STATED TASK: How many lines in the listing below contain the string "balcony"? Count only case-sensitive matches, and reply with the number alone.

GIVEN DATA:
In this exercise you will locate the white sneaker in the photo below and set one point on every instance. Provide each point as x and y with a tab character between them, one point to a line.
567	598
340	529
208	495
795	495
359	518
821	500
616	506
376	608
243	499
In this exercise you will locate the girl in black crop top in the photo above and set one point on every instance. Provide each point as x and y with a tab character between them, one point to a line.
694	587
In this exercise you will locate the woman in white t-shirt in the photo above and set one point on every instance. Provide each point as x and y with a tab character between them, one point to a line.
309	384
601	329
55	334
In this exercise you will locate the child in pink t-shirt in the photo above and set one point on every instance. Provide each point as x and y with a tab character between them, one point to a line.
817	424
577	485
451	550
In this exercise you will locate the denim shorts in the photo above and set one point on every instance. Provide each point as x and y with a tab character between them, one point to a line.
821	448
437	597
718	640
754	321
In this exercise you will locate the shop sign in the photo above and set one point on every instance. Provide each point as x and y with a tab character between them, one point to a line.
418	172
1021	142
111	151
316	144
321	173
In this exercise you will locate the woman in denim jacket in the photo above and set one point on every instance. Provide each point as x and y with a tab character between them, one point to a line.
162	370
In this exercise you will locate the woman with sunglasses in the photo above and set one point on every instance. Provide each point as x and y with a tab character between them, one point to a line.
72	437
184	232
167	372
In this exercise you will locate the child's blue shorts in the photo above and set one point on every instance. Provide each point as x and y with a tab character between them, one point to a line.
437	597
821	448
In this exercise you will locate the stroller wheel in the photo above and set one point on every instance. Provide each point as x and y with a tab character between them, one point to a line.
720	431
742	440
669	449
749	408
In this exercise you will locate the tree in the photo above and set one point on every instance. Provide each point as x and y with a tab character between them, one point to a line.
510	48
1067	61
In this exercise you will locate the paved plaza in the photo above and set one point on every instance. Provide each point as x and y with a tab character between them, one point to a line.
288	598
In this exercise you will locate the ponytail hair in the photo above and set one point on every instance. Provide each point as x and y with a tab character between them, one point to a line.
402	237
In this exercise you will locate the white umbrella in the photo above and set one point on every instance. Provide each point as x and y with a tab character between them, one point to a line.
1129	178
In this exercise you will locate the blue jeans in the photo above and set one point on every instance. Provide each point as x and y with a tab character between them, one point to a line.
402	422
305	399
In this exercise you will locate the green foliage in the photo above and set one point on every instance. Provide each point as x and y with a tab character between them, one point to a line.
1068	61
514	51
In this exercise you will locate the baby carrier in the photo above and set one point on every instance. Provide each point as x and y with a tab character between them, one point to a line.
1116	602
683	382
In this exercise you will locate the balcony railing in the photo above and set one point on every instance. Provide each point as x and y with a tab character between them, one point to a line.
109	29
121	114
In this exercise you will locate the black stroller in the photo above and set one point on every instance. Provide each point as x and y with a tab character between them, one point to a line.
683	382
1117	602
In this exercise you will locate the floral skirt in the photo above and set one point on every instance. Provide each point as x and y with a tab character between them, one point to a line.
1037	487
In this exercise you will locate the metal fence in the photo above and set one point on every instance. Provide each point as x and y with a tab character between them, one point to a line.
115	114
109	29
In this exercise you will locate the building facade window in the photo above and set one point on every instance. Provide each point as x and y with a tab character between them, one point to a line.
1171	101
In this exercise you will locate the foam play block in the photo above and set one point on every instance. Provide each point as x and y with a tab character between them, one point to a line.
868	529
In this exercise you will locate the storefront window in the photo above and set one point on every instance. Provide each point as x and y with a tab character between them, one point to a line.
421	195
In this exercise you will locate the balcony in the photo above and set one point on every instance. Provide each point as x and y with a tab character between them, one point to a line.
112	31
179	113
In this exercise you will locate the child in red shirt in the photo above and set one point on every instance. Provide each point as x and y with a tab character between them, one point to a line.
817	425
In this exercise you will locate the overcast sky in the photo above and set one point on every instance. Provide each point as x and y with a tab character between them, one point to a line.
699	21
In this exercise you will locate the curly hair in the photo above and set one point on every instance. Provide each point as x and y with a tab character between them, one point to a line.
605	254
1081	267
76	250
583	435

--

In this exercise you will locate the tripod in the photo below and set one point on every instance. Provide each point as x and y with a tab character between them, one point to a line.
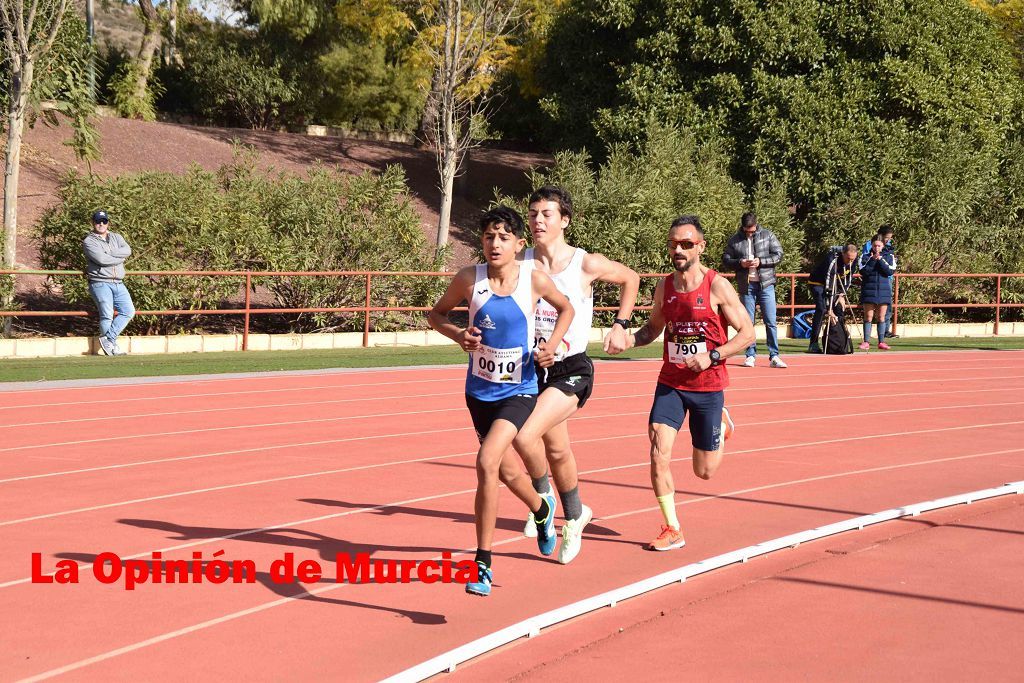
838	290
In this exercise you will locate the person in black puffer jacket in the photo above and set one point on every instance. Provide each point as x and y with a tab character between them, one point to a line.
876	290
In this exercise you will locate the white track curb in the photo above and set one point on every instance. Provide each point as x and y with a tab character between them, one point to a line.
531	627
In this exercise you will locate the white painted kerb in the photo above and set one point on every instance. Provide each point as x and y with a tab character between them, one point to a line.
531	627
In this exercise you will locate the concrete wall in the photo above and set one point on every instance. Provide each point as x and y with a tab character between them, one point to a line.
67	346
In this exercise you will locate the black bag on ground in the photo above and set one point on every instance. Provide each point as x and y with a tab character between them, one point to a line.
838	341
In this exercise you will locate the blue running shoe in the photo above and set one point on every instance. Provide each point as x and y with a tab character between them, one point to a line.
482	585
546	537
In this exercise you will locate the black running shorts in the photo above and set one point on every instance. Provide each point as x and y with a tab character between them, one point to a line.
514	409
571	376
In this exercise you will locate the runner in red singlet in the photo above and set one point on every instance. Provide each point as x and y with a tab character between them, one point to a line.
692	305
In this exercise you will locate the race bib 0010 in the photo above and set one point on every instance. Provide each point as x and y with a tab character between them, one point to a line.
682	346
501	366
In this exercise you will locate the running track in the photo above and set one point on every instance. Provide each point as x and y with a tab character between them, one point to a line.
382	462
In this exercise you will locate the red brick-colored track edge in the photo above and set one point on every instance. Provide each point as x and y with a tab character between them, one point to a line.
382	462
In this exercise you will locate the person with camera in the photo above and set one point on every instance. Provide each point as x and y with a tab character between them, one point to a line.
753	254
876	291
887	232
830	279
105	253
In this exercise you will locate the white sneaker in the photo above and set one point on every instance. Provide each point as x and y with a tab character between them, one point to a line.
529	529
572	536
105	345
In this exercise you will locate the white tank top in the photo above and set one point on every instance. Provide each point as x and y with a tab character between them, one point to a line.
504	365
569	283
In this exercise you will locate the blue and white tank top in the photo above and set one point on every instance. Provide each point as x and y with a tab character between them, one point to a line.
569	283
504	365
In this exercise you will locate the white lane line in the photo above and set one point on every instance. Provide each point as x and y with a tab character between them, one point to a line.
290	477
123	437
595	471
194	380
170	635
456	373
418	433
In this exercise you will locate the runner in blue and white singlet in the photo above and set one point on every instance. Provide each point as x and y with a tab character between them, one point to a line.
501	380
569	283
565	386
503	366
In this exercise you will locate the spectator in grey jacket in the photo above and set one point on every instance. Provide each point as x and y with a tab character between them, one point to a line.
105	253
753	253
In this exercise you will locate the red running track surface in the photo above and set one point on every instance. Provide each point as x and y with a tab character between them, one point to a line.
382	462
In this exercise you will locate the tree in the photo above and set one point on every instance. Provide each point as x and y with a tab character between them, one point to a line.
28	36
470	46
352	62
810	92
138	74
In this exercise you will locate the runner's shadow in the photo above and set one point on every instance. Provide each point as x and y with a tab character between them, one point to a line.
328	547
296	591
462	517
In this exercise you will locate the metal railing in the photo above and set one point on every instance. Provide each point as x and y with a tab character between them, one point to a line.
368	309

COMPLETE OUTPUT: 2